Please pull out every line in the material below that contains the word "white", and copy each of those lines in full.

start Material supplied

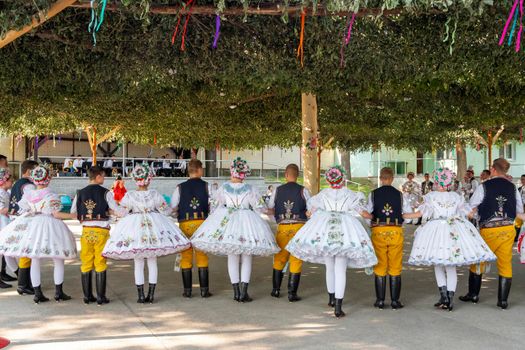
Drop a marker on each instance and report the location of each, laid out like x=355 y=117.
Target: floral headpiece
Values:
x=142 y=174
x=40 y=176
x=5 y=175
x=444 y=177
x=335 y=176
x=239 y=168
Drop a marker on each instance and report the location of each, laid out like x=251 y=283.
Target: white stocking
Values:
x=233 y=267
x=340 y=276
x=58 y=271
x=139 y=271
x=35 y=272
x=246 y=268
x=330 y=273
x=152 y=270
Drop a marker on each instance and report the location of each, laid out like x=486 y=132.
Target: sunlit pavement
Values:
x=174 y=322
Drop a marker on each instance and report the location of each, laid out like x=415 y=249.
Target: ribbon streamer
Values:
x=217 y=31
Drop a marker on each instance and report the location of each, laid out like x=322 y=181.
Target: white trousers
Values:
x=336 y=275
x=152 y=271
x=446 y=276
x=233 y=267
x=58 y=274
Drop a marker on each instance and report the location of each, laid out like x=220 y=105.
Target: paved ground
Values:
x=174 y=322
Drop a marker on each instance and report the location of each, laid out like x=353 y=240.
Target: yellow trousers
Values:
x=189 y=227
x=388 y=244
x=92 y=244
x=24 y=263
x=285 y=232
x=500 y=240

end Material supplied
start Material supplied

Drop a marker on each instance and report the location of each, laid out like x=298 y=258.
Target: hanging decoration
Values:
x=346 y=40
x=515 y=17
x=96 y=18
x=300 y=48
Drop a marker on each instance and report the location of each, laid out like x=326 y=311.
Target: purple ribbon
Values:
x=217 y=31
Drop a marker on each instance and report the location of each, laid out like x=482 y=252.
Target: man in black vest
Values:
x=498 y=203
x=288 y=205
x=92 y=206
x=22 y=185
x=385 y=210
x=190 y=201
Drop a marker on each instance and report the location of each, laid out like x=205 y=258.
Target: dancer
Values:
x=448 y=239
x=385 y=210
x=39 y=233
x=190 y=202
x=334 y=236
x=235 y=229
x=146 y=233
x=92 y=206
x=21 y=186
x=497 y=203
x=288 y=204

end Material supplied

__Complete output__:
Target: white stocking
Target: white trousers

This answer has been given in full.